Goal
Tally the lines of the listing below that contain the string "water", with case counting. Reply with only the number.

[BEGIN Information provided]

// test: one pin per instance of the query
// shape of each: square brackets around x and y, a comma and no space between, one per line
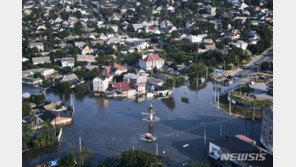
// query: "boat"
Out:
[97,94]
[149,138]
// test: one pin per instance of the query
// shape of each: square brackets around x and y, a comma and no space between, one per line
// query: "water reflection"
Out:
[101,102]
[169,102]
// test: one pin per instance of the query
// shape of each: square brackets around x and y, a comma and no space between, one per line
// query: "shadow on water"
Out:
[110,132]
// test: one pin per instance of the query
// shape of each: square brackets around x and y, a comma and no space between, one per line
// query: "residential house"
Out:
[153,83]
[101,82]
[196,38]
[31,81]
[151,61]
[137,81]
[115,69]
[67,62]
[41,60]
[112,26]
[86,58]
[33,119]
[44,71]
[38,45]
[124,88]
[72,79]
[240,44]
[57,117]
[86,50]
[55,106]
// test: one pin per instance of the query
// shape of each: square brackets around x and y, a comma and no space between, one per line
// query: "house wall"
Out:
[61,120]
[67,64]
[100,86]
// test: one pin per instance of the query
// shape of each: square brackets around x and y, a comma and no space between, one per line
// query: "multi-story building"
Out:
[137,81]
[101,83]
[67,62]
[266,136]
[151,61]
[115,69]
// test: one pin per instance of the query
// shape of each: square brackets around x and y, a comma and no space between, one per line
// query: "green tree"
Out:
[38,75]
[26,108]
[78,28]
[80,89]
[63,87]
[37,99]
[137,158]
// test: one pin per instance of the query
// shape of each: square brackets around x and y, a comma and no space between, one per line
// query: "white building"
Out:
[196,38]
[151,61]
[67,62]
[241,44]
[101,82]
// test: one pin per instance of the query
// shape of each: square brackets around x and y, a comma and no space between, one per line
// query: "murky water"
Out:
[109,126]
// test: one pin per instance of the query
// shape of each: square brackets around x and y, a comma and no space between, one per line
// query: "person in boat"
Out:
[148,136]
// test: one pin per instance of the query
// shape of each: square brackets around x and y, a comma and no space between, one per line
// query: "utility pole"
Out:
[205,134]
[206,72]
[218,102]
[59,118]
[253,112]
[220,130]
[133,145]
[80,145]
[229,103]
[156,145]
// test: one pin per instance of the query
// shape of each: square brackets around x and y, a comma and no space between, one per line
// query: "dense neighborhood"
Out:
[130,48]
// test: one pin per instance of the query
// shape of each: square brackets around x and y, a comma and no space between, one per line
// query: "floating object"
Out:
[185,100]
[151,117]
[148,137]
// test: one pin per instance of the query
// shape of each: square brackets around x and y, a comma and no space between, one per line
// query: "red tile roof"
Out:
[115,66]
[122,86]
[152,57]
[108,75]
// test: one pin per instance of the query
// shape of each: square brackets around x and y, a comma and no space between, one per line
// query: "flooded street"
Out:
[109,126]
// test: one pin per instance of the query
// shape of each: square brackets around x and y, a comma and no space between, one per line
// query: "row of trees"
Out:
[44,138]
[129,158]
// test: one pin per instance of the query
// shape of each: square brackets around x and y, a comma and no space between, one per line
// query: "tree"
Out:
[63,87]
[137,158]
[80,89]
[26,108]
[78,28]
[38,75]
[37,99]
[76,160]
[195,69]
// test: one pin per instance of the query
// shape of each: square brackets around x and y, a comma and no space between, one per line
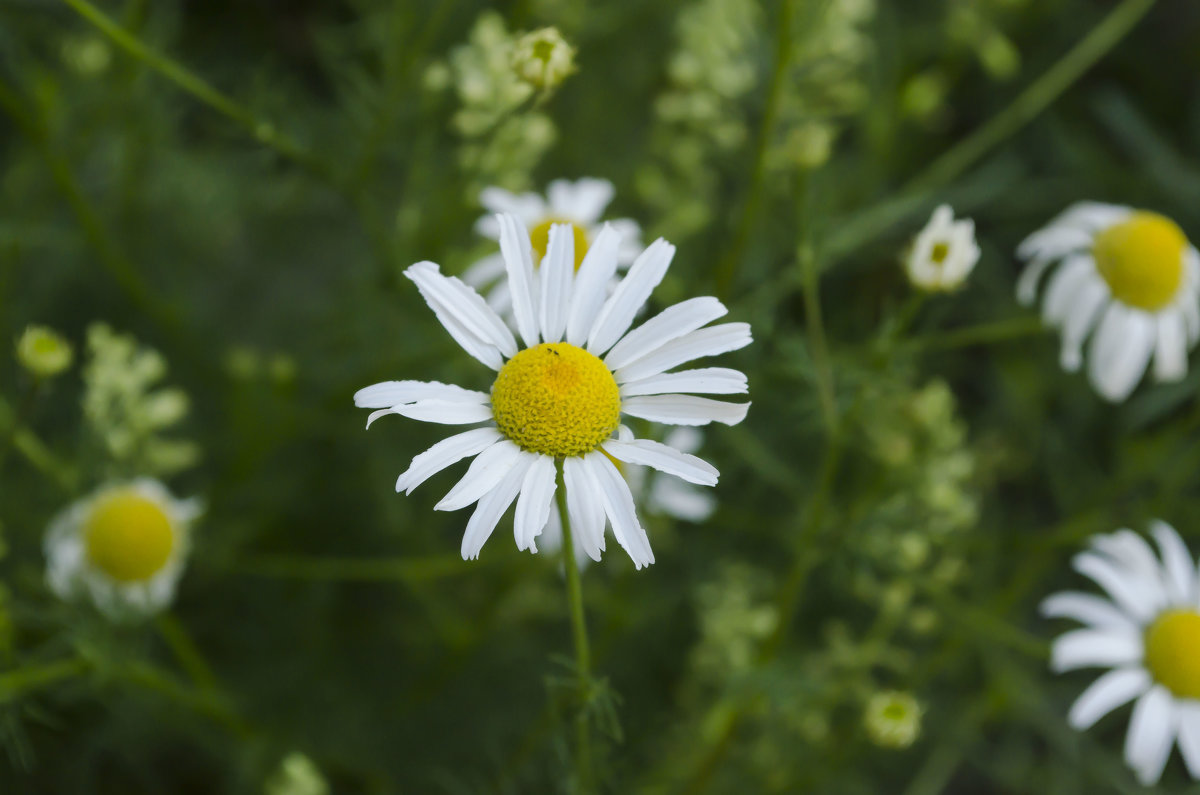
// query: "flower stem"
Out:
[582,653]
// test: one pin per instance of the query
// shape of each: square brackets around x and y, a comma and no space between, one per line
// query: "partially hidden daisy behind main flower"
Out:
[124,548]
[1127,279]
[580,204]
[1147,632]
[553,412]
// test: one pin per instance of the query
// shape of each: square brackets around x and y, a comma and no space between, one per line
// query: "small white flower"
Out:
[553,412]
[124,547]
[580,204]
[1128,275]
[1147,632]
[943,253]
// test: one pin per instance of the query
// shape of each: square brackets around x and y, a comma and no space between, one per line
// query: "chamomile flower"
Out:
[580,204]
[1128,279]
[1147,632]
[124,547]
[943,253]
[553,411]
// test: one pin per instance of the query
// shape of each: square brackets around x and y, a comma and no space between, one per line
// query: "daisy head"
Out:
[943,253]
[1127,279]
[124,547]
[1146,631]
[579,204]
[553,413]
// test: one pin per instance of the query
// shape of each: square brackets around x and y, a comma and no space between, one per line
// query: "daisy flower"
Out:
[580,204]
[1147,632]
[553,411]
[943,253]
[1128,279]
[124,547]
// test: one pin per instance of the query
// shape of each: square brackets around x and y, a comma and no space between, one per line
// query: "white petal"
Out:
[1170,347]
[583,507]
[1095,649]
[701,342]
[1120,351]
[445,453]
[1177,566]
[1151,735]
[622,306]
[664,459]
[394,393]
[533,504]
[684,410]
[519,262]
[618,506]
[1107,693]
[669,324]
[492,506]
[1189,735]
[705,381]
[487,470]
[556,274]
[1087,608]
[592,284]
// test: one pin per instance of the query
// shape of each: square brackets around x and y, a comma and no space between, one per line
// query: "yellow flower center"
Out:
[129,537]
[1173,652]
[556,399]
[540,239]
[1141,258]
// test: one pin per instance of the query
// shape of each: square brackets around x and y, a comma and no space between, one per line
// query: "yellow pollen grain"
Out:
[1141,258]
[556,399]
[129,537]
[1173,652]
[540,239]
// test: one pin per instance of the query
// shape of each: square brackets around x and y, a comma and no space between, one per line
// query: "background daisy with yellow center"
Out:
[553,411]
[1128,280]
[581,204]
[1147,633]
[124,548]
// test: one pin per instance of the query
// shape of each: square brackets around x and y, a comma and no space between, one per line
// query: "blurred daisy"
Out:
[580,204]
[1128,279]
[1147,632]
[555,407]
[943,253]
[124,547]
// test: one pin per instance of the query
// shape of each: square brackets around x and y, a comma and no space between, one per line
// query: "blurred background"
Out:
[238,186]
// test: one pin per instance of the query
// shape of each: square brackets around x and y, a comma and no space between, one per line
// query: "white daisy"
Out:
[1128,275]
[556,400]
[124,547]
[1147,632]
[580,203]
[943,253]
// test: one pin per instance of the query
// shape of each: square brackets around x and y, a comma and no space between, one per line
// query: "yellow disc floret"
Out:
[1173,652]
[540,239]
[556,399]
[1141,258]
[129,536]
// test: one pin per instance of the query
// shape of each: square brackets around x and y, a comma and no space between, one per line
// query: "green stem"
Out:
[582,655]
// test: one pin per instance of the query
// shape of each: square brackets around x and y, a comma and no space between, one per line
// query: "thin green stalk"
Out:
[582,653]
[727,267]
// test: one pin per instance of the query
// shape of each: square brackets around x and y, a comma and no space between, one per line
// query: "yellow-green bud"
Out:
[43,352]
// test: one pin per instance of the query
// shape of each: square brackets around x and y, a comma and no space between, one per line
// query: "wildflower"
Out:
[1129,275]
[556,399]
[43,352]
[892,718]
[943,253]
[124,547]
[1147,632]
[580,204]
[543,58]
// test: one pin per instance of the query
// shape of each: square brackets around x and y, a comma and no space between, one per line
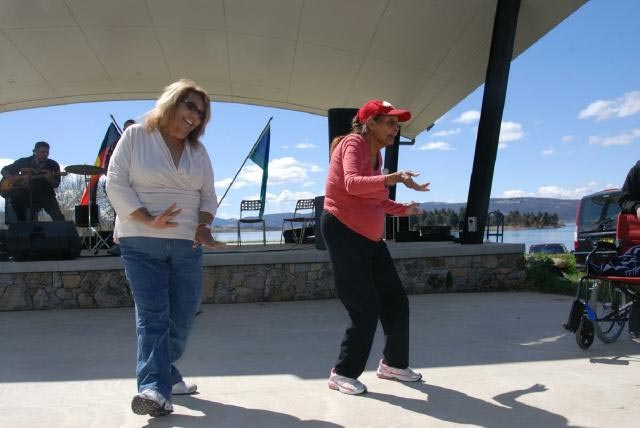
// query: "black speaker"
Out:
[318,203]
[340,121]
[43,240]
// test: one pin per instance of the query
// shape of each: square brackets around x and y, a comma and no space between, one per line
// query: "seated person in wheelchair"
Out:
[630,198]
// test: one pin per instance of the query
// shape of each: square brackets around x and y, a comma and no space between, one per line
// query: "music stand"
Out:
[87,171]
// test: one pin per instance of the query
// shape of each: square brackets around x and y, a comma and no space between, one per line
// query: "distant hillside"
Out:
[565,208]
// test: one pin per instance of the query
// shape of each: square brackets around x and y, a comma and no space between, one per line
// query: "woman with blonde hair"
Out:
[160,182]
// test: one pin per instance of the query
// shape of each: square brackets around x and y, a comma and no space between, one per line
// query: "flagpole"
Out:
[113,119]
[245,160]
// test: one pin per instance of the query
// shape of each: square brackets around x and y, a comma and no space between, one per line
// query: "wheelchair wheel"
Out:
[584,333]
[606,301]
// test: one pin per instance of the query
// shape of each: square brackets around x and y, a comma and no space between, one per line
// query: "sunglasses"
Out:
[194,108]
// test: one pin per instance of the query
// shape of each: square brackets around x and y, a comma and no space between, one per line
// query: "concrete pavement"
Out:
[488,359]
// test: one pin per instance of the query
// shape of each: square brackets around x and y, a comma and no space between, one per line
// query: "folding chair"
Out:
[304,213]
[246,206]
[92,239]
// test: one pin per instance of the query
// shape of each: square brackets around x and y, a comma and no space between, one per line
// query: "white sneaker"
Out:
[346,385]
[406,375]
[182,388]
[151,402]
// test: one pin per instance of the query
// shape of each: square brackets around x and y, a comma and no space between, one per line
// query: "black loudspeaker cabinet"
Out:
[43,240]
[318,203]
[339,120]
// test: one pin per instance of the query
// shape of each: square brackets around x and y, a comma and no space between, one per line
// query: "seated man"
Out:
[32,182]
[630,198]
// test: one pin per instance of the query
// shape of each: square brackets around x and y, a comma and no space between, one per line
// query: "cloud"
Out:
[616,140]
[510,131]
[553,191]
[281,171]
[447,132]
[5,161]
[468,117]
[306,144]
[436,145]
[285,201]
[626,105]
[516,193]
[287,196]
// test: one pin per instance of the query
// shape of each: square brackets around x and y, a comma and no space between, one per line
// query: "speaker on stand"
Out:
[43,240]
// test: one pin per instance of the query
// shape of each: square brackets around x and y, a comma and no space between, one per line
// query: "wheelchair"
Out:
[604,304]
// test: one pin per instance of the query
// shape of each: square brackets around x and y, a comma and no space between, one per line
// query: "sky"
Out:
[570,127]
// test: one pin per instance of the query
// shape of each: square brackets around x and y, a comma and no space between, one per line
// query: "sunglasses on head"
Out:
[194,108]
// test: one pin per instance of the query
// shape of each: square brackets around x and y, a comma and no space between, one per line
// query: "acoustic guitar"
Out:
[26,175]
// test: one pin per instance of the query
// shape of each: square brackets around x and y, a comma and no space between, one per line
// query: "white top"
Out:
[142,174]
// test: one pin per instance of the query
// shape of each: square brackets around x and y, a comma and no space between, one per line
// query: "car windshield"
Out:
[599,213]
[547,249]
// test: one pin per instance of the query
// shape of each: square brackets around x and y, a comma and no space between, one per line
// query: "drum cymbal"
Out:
[85,169]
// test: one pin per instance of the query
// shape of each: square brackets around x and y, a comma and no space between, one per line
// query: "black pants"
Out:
[21,205]
[370,289]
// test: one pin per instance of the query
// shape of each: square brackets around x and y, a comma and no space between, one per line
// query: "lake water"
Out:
[523,236]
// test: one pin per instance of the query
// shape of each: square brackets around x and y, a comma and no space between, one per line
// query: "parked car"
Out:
[596,221]
[554,248]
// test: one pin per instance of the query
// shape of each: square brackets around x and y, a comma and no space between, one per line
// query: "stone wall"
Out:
[259,282]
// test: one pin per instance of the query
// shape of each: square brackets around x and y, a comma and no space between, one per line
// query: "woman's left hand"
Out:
[413,209]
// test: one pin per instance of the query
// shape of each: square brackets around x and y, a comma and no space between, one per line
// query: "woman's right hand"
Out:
[165,219]
[406,178]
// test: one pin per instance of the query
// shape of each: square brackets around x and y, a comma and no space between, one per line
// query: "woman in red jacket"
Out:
[356,200]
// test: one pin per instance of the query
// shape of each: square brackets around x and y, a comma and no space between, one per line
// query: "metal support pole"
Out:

[END Information provided]

Response to the exercise
4